WHAT THE EXERCISE ASKS ▸ Rewrite every line of the records below as a numbered list, skipping blank lines. Omit the pictures from your output.

DATASET EXTRACT ▸
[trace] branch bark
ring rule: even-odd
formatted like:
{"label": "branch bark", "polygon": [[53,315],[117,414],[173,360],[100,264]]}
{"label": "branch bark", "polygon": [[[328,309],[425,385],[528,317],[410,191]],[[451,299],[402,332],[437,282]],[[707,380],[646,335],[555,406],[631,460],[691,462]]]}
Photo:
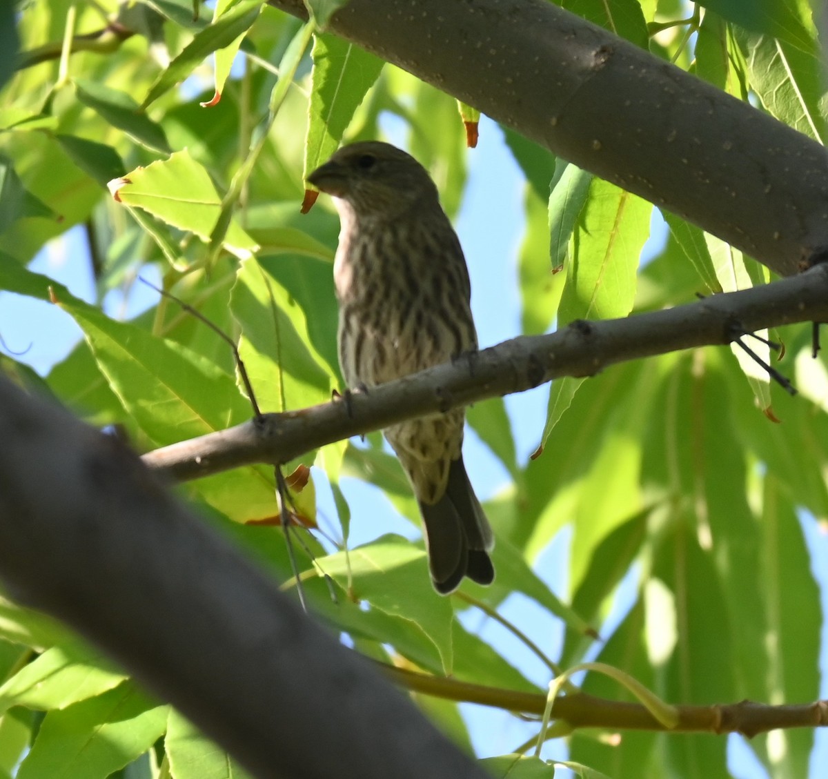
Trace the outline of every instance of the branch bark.
{"label": "branch bark", "polygon": [[330,31],[782,276],[828,247],[820,144],[553,2],[350,0]]}
{"label": "branch bark", "polygon": [[[262,779],[485,779],[139,459],[0,377],[0,577]],[[324,748],[320,748],[320,745]]]}
{"label": "branch bark", "polygon": [[317,446],[388,425],[537,387],[592,376],[616,363],[729,344],[744,332],[828,321],[828,265],[773,284],[620,320],[575,322],[550,335],[522,336],[455,363],[325,403],[265,414],[236,427],[143,455],[153,470],[184,481],[254,463],[286,463]]}
{"label": "branch bark", "polygon": [[[453,679],[429,676],[405,668],[382,665],[389,679],[408,690],[446,700],[494,706],[540,716],[546,696],[498,690]],[[739,733],[748,738],[778,728],[825,728],[828,725],[828,701],[801,705],[770,706],[742,700],[738,704],[711,706],[676,706],[679,721],[675,728],[660,723],[641,704],[607,700],[586,693],[556,698],[551,718],[570,728],[604,728],[619,730],[652,730],[668,733]]]}

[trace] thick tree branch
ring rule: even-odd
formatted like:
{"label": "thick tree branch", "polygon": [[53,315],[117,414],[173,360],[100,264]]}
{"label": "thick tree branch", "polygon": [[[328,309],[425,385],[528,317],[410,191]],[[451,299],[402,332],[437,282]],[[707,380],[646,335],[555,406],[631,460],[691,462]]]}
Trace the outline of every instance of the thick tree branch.
{"label": "thick tree branch", "polygon": [[[262,779],[485,774],[138,459],[0,377],[0,577]],[[320,745],[324,748],[320,748]]]}
{"label": "thick tree branch", "polygon": [[[392,666],[382,666],[383,673],[397,684],[416,692],[447,700],[494,706],[527,714],[543,714],[546,696],[519,693],[441,679]],[[668,729],[641,704],[607,700],[585,693],[556,700],[552,718],[570,727],[606,728],[619,730],[660,730],[670,733],[740,733],[749,738],[777,728],[825,728],[828,726],[828,701],[802,705],[769,706],[743,700],[738,704],[710,706],[676,706],[678,724]]]}
{"label": "thick tree branch", "polygon": [[828,246],[820,144],[548,0],[350,0],[330,29],[780,275]]}
{"label": "thick tree branch", "polygon": [[666,352],[730,343],[739,332],[828,320],[828,265],[764,286],[622,320],[575,322],[524,336],[453,364],[325,403],[173,444],[144,455],[150,468],[186,480],[253,463],[286,463],[317,446],[424,414],[520,392],[561,376]]}

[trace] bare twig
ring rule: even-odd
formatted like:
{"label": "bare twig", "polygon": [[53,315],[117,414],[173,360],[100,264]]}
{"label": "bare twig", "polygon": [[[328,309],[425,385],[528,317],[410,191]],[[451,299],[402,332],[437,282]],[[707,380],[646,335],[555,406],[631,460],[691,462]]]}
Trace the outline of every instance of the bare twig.
{"label": "bare twig", "polygon": [[[546,693],[516,692],[431,676],[385,663],[377,663],[392,681],[415,692],[446,700],[475,703],[508,711],[542,714]],[[740,733],[749,738],[777,728],[828,726],[828,700],[801,705],[771,706],[743,700],[713,706],[676,706],[679,724],[667,729],[641,704],[598,698],[586,693],[561,695],[552,706],[552,717],[572,728],[655,730],[671,733]]]}

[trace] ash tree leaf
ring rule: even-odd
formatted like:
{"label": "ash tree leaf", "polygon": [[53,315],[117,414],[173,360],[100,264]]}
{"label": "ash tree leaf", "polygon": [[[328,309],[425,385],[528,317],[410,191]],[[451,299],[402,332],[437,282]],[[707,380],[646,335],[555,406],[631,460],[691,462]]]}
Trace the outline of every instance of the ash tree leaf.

OUTPUT OF THE EXERCISE ▸
1. [trace] branch bark
2. ring rule: even-odd
3. formatted like:
4. {"label": "branch bark", "polygon": [[53,315],[117,414],[173,360],[100,264]]}
5. {"label": "branch bark", "polygon": [[[328,309],[425,385],[528,317],[410,191]],[[451,299],[402,332],[437,282]],[[707,380],[646,335],[555,406],[631,460],[691,462]]]}
6. Photo:
7. Trace the outline of every instance of the branch bark.
8. {"label": "branch bark", "polygon": [[330,31],[782,276],[828,247],[820,144],[553,2],[350,0]]}
9. {"label": "branch bark", "polygon": [[[262,779],[485,779],[139,459],[0,377],[0,577]],[[324,748],[320,748],[320,745]]]}
10. {"label": "branch bark", "polygon": [[317,446],[388,425],[537,387],[592,376],[616,363],[729,344],[744,332],[828,321],[828,265],[773,284],[620,320],[575,322],[550,335],[522,336],[455,363],[325,403],[265,414],[236,427],[143,455],[153,470],[184,481],[254,463],[286,463]]}
11. {"label": "branch bark", "polygon": [[[453,679],[429,676],[405,668],[382,665],[389,679],[408,690],[446,700],[494,706],[540,716],[546,696],[498,690]],[[739,733],[748,738],[778,728],[825,728],[828,725],[828,701],[801,705],[770,706],[742,700],[738,704],[711,706],[676,706],[679,721],[675,728],[660,723],[641,704],[607,700],[586,693],[556,698],[551,718],[570,728],[604,728],[619,730],[652,730],[668,733]]]}
12. [trace] thick tree branch
13. ring rule: even-odd
14. formatted like:
15. {"label": "thick tree branch", "polygon": [[53,315],[117,414],[173,360],[100,264]]}
16. {"label": "thick tree branch", "polygon": [[[328,309],[425,385],[528,317],[410,191]],[[451,299],[402,332],[437,282]],[[707,380],[646,335],[555,406],[631,460],[691,462]]]}
17. Trace the outline of every instance of the thick tree branch.
18. {"label": "thick tree branch", "polygon": [[[262,779],[485,774],[138,459],[0,377],[0,577]],[[320,745],[324,748],[320,748]]]}
19. {"label": "thick tree branch", "polygon": [[[392,666],[382,666],[383,673],[397,684],[416,692],[447,700],[494,706],[527,714],[543,714],[546,696],[519,693],[441,679]],[[668,729],[641,704],[607,700],[585,693],[556,700],[552,718],[570,727],[606,728],[619,730],[660,730],[670,733],[740,733],[749,738],[777,728],[825,728],[828,726],[828,701],[802,705],[769,706],[743,700],[738,704],[710,706],[676,706],[678,724]]]}
20. {"label": "thick tree branch", "polygon": [[828,246],[820,144],[548,0],[350,0],[330,29],[780,275]]}
21. {"label": "thick tree branch", "polygon": [[666,352],[730,343],[739,332],[828,320],[828,265],[764,286],[622,320],[575,322],[524,336],[453,364],[325,403],[173,444],[144,455],[150,468],[186,480],[253,463],[286,463],[317,446],[424,414],[520,392],[561,376]]}
22. [trace] bare twig
23. ring rule: even-odd
24. formatted like:
25. {"label": "bare twig", "polygon": [[53,315],[117,414],[173,360],[100,264]]}
26. {"label": "bare twig", "polygon": [[[328,309],[425,385],[528,317],[410,191]],[[451,299],[402,332],[437,282]],[[707,380],[646,335],[555,406],[631,460],[691,462]]]}
27. Trace the outline of every instance of the bare twig.
28. {"label": "bare twig", "polygon": [[[546,693],[516,692],[431,676],[385,663],[377,663],[392,681],[415,692],[446,700],[475,703],[508,711],[542,714]],[[740,733],[749,738],[777,728],[828,726],[828,700],[801,705],[771,706],[743,700],[713,706],[676,706],[679,724],[667,729],[641,704],[598,698],[586,693],[561,695],[552,706],[552,717],[572,728],[655,730],[671,733]]]}
29. [trace] ash tree leaf
30. ring rule: even-odd
31. formatted like:
32. {"label": "ash tree leaf", "polygon": [[53,315],[117,414],[173,360],[100,264]]}
33. {"label": "ash tree leaf", "polygon": [[[328,309],[425,385],[528,317],[410,191]],[[451,299],[402,332],[437,282]],[[707,380],[646,335],[555,406],[631,460],[691,462]]]}
34. Trace the outline of every instance of the ash tree leaf.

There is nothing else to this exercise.